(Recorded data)
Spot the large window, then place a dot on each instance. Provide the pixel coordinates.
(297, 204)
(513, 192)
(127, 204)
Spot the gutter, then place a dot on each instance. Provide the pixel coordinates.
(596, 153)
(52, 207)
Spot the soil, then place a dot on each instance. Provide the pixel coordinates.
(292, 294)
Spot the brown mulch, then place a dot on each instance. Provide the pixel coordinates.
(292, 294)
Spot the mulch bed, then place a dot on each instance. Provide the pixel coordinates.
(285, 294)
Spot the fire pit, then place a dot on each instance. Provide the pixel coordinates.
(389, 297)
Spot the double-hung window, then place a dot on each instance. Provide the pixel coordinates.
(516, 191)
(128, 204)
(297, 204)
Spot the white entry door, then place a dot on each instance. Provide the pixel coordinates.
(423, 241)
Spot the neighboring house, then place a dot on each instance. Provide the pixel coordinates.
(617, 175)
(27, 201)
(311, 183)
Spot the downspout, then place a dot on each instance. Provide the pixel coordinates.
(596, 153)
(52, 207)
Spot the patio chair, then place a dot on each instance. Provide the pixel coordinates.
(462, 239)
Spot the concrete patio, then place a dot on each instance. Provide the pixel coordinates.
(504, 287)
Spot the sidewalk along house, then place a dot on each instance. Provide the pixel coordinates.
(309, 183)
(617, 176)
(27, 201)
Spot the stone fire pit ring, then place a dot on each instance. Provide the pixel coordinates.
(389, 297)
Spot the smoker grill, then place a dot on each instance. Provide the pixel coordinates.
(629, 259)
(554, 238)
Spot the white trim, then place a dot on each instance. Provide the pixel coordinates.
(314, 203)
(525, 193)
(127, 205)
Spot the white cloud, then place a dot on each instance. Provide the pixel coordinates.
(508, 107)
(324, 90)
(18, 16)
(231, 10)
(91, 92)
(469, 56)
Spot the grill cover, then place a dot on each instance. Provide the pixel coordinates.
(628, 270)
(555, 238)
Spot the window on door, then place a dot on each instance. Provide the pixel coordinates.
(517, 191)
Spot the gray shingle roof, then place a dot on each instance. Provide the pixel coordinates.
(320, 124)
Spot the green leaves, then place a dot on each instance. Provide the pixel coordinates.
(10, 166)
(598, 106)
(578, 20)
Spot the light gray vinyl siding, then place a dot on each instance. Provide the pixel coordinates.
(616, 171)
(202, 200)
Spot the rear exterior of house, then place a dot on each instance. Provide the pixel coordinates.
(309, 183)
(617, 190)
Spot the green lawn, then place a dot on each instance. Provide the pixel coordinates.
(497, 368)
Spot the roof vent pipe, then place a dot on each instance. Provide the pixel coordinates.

Brief:
Copying begins at the line that holds "Spot the white trim, then" and ends at the last line of the data above, with both included and each line kept exactly.

Reply to the task:
Spot the white trim, then place a dot on each instance. Provide the pixel coordinates.
(314, 203)
(525, 193)
(127, 205)
Spot the white cloud, then place a dot on each instance. Provide the pixel coordinates.
(508, 107)
(324, 90)
(18, 16)
(231, 10)
(91, 92)
(469, 56)
Spot the grill cover, then place a dot on each instance. Provide the pixel coordinates.
(628, 270)
(555, 238)
Spot the window on door, then place a dot on each instance. Provide the pixel coordinates.
(517, 191)
Spot the gray shingle roof, then place a dot on each instance. Provide the pixel coordinates.
(320, 124)
Spot the green leaves, then place a dot on each instance. Provide the pixel coordinates.
(10, 166)
(598, 106)
(578, 20)
Spot the light gray vinyl siding, then place a dot on each instance. Provide the pixel coordinates.
(616, 171)
(202, 200)
Spot the rear exterior of house, then place a dot on each instance. Provide the pixel coordinates.
(309, 183)
(617, 190)
Spot the green lawn, then place a dot on each instance. Provide the pixel coordinates.
(497, 368)
Spot the roof vent pipe, then place a dot on each instance. Provide the pixel coordinates.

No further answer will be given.